REQUIRED ACTIONS.
[1] In the biography of Fritz Kunst, switch "mayor" to "lord mayor" and write out the passage between "Fritz Kunst (12" and "city of Jena.", inclusive.
[2] Answer these questions from the biography of Fritz Kunst.
(a) In what year was Kunst elected mayor of Greiz?
(b) During which years was he mayor of Jena?
(c) On what date was his honorary citizenship of Jena rescinded?
[START PASSAGE SHOWN]
Fritz Kunst (12 November 1899–October 13, 1979) was a German politician of the Communist Party and SED, and mayor of Greiz and Jena.

Life 
Born in Greiz, Kunst was a member of the Communist Party (KPD) at its founding in 1918 and was a leader in the labour sport movement (Arbeiter-Turn- und -Sportbewegung). During the Third Reich he was active in the Communist resistance and was arrested several times and tortured by the Gestapo.  After the end of the war, within the Soviet Occupation Zone, he became a local leader (Kreisleiter) for the KPD (and from 1946, SED). In 1948, he was elected mayor of his hometown Greiz with the support of the Soviet commandant. From 1953 to 1960, he was mayor of the city of Jena.

Honours 
 On 12 November 1969, the city of Jena conferred honorary citizenship upon Kunst. This was rescinded on 20 March 1991.
[END PASSAGE SHOWN]
[START INFORMATION GIVEN]
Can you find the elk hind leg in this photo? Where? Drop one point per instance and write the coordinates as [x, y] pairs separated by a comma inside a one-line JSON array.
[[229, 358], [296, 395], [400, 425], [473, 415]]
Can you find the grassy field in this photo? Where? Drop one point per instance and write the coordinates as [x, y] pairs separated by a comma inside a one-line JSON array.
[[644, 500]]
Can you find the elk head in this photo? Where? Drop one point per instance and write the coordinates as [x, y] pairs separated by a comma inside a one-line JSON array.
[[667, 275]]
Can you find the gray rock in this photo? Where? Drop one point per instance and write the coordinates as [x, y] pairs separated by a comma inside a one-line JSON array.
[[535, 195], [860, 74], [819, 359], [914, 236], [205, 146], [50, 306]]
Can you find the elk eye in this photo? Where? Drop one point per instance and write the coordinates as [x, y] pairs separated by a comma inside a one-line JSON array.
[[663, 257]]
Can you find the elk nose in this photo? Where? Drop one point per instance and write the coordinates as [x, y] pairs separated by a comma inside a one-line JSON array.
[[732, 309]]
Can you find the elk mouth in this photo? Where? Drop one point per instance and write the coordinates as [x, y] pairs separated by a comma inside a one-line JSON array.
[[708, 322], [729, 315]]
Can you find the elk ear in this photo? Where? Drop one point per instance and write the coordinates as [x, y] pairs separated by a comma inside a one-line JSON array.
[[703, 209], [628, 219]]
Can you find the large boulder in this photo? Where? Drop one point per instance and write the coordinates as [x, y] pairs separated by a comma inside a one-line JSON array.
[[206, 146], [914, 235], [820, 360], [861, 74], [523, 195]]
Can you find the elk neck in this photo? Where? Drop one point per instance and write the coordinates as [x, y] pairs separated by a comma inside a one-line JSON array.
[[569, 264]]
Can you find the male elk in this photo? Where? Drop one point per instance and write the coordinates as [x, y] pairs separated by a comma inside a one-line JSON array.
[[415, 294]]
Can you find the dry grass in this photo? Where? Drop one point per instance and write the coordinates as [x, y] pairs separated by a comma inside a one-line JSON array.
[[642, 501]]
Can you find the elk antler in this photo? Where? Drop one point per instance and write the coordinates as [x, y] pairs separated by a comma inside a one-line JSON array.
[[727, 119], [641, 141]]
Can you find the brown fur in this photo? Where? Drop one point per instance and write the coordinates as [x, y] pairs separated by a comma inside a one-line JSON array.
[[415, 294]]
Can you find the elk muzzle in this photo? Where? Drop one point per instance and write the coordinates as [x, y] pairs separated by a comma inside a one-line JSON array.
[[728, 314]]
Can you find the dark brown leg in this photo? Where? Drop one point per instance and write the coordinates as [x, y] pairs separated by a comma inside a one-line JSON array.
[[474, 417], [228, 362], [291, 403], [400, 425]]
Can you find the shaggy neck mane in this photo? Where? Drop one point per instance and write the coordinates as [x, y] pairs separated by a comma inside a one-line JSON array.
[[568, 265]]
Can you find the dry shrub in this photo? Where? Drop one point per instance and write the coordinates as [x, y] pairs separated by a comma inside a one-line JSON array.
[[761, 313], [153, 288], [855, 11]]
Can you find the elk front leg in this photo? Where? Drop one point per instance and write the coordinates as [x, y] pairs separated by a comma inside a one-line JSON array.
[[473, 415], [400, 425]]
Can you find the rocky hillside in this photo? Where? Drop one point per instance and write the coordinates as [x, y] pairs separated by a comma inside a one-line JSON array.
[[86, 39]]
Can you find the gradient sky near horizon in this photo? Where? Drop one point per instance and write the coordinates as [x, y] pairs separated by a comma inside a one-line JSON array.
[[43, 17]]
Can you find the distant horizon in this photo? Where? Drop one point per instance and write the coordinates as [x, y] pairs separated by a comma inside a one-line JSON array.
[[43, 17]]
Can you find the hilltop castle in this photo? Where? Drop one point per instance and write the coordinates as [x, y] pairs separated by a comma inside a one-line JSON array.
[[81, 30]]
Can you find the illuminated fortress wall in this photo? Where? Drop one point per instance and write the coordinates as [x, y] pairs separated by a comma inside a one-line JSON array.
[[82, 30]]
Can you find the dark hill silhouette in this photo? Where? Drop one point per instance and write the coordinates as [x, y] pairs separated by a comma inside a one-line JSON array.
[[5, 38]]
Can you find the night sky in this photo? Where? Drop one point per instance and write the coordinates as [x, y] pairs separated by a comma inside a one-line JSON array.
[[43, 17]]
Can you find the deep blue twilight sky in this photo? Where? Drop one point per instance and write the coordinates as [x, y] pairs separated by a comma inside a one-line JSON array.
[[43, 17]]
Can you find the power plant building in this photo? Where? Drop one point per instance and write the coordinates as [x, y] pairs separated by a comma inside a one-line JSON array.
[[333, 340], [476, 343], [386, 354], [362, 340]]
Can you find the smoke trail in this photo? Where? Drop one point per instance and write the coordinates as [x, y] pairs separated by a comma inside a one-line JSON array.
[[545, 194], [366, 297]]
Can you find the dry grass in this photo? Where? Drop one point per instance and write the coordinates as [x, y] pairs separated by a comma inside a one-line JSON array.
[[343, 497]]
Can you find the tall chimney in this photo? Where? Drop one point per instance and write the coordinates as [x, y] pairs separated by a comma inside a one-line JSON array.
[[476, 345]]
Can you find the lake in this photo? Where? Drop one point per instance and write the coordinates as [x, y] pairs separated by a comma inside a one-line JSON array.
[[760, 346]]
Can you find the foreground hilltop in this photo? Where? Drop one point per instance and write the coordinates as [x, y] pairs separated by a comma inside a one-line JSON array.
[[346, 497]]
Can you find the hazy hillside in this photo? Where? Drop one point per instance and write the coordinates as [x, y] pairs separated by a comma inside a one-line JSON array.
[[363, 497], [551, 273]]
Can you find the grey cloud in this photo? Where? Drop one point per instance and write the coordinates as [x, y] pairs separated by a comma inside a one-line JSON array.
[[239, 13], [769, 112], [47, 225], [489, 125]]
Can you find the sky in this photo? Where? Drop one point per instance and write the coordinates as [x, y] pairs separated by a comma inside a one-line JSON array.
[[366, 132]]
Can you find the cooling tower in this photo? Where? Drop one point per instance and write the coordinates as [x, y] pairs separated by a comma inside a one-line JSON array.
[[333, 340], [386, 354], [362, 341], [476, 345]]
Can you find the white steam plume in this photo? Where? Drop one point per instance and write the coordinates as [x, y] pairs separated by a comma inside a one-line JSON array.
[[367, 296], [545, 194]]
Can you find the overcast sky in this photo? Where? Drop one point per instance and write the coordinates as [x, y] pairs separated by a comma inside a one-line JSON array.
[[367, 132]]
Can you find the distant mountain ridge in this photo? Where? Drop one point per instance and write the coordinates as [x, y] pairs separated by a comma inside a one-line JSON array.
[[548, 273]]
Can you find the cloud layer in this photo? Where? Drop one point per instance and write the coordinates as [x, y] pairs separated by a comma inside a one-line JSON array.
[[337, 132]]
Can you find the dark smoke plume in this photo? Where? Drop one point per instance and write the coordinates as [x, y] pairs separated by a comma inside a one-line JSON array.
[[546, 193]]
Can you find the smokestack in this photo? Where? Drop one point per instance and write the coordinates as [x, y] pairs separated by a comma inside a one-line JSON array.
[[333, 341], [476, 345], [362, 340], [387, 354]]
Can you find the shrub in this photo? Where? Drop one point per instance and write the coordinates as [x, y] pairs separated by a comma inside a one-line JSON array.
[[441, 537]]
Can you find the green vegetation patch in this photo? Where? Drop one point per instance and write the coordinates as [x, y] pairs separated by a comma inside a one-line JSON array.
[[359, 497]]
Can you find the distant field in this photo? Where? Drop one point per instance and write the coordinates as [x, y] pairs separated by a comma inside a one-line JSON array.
[END INFORMATION GIVEN]
ANSWERS.
[1]
Fritz Kunst (12 November 1899–October 13, 1979) was a German politician of the Communist Party and SED, and lord mayor of Greiz and Jena.

Life 
Born in Greiz, Kunst was a member of the Communist Party (KPD) at its founding in 1918 and was a leader in the labour sport movement (Arbeiter-Turn- und -Sportbewegung). During the Third Reich he was active in the Communist resistance and was arrested several times and tortured by the Gestapo.  After the end of the war, within the Soviet Occupation Zone, he became a local leader (Kreisleiter) for the KPD (and from 1946, SED). In 1948, he was elected lord mayor of his hometown Greiz with the support of the Soviet commandant. From 1953 to 1960, he was lord mayor of the city of Jena.

[2]
(a) 1948
(b) From 1953 to 1960
(c) 20 March 1991